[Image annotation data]
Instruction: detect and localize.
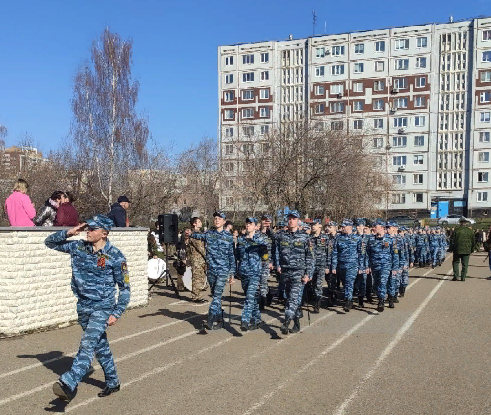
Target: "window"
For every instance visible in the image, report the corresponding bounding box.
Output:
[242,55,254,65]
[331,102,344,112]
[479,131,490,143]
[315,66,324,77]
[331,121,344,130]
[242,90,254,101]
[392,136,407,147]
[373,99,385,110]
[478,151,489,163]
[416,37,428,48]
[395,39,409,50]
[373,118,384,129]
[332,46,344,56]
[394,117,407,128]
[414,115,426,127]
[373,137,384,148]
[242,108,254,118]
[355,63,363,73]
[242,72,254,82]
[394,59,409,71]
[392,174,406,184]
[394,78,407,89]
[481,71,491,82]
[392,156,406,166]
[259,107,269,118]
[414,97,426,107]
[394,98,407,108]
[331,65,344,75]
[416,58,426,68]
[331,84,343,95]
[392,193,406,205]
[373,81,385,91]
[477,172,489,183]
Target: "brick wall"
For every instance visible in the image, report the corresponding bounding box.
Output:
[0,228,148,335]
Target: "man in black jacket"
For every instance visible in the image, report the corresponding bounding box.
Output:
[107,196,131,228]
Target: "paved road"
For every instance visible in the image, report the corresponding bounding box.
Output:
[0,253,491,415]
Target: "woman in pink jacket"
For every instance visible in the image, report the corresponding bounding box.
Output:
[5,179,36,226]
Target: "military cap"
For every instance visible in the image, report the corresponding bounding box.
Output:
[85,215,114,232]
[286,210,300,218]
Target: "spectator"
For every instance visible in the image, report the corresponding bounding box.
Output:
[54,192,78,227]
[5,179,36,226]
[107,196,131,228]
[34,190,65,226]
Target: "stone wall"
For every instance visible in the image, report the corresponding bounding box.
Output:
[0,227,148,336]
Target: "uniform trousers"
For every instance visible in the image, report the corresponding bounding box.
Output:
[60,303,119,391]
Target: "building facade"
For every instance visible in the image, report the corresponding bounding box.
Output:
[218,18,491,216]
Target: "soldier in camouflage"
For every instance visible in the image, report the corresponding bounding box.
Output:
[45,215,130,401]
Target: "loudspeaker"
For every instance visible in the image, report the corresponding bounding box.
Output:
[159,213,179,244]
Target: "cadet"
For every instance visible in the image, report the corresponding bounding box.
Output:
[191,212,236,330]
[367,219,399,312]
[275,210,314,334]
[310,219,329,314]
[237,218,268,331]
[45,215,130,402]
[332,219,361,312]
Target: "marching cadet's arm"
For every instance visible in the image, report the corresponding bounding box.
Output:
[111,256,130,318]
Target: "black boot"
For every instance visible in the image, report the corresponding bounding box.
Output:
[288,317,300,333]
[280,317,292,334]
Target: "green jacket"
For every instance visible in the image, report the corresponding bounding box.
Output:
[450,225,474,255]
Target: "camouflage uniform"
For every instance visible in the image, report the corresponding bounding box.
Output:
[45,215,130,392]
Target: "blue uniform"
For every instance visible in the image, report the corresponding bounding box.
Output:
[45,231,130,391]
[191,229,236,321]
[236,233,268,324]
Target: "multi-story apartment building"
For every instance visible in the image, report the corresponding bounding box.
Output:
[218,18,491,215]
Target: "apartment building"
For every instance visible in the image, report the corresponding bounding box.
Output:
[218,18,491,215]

▶ TASK BRIEF
Copy out every line of the rows above word for word, leaving out the pictures.

▶ SOLUTION
Instruction: detect and localize.
Target: "window"
For every instance visible in the image, report the corresponding bounding box.
Output:
[242,55,254,65]
[331,102,344,112]
[479,131,490,143]
[315,66,324,77]
[331,121,344,130]
[242,90,254,101]
[392,136,407,147]
[373,99,385,110]
[478,151,489,163]
[416,37,428,48]
[395,39,409,50]
[373,118,384,129]
[332,46,344,56]
[394,117,407,128]
[414,115,426,127]
[373,137,384,148]
[242,108,254,118]
[355,63,363,73]
[242,72,254,82]
[394,59,409,71]
[392,174,406,184]
[394,78,407,89]
[481,71,491,82]
[392,156,406,166]
[259,107,269,118]
[414,97,426,107]
[394,98,407,108]
[331,65,344,75]
[416,58,426,68]
[331,84,343,95]
[392,193,406,205]
[373,81,385,91]
[477,172,489,183]
Target: "brick wall"
For every instance visible in the image, report the corresponding bounding box.
Output:
[0,228,148,335]
Target: "man in black jacket"
For every instance visible in the image, report the corresponding bounding box.
Output:
[107,196,131,228]
Target: "paved road"
For every instance visible in the image, report the corresponding bounding box.
Output:
[0,253,491,415]
Target: "woman in pink jacket"
For every instance visible in the image, report the corresponding bounding box.
Output:
[5,179,36,226]
Target: "military cap"
For every instance visible in the image, report the corresponding bounding box.
Output:
[85,215,114,232]
[286,210,300,218]
Target: "spectator"
For every instance visible in the image, report the corresponding bounding box.
Output:
[54,192,78,227]
[5,179,36,226]
[107,196,131,228]
[34,190,65,226]
Target: "stone wall"
For every instance visible in the image, report the corresponding bounding box.
Output:
[0,227,148,336]
Target: "uniform trousers"
For every instance visible in the image, report the corresponding bounding box.
Output:
[60,303,119,391]
Target: "building facade"
For every instance visible in the image, report the corresponding bounding box.
Output:
[218,18,491,216]
Target: "soldier in camouflage"
For every instance visible in the image, report the corresponding bounding box.
Output:
[45,215,130,401]
Target: "loudspeaker"
For every instance visible in the image, report the corresponding bounding box.
Output:
[159,213,179,244]
Target: "cadet"
For every instance visible in the image, report the corresponding bounding box.
Output:
[191,212,236,330]
[367,219,399,312]
[275,210,314,334]
[310,219,329,314]
[237,218,268,331]
[45,215,130,402]
[332,219,361,312]
Target: "marching cadet's arm"
For every instance visible in the image, report the corresponding bounding box.
Output:
[111,256,130,318]
Target: "black boot"
For every instance visible in the image, report the corresponding bounding box.
Output:
[288,317,300,333]
[280,317,292,334]
Target: "green jacket"
For every instance visible in the image, report the corresponding bounding box.
Output:
[450,225,474,255]
Target: "camouflage uniform"
For every instance visible in the image, report the corresponding bounding box.
Output:
[45,215,130,392]
Target: "blue uniform"
For every instance visible in the image, report the corresponding bounding box.
Output:
[45,231,130,391]
[191,229,236,321]
[236,233,268,324]
Target: "multi-story apartment building"
For every instance visible in the image, report the corresponding bounding box.
Output:
[218,18,491,215]
Target: "apartment building"
For every instance visible in the image, report the corresponding bounding box.
Output:
[218,18,491,215]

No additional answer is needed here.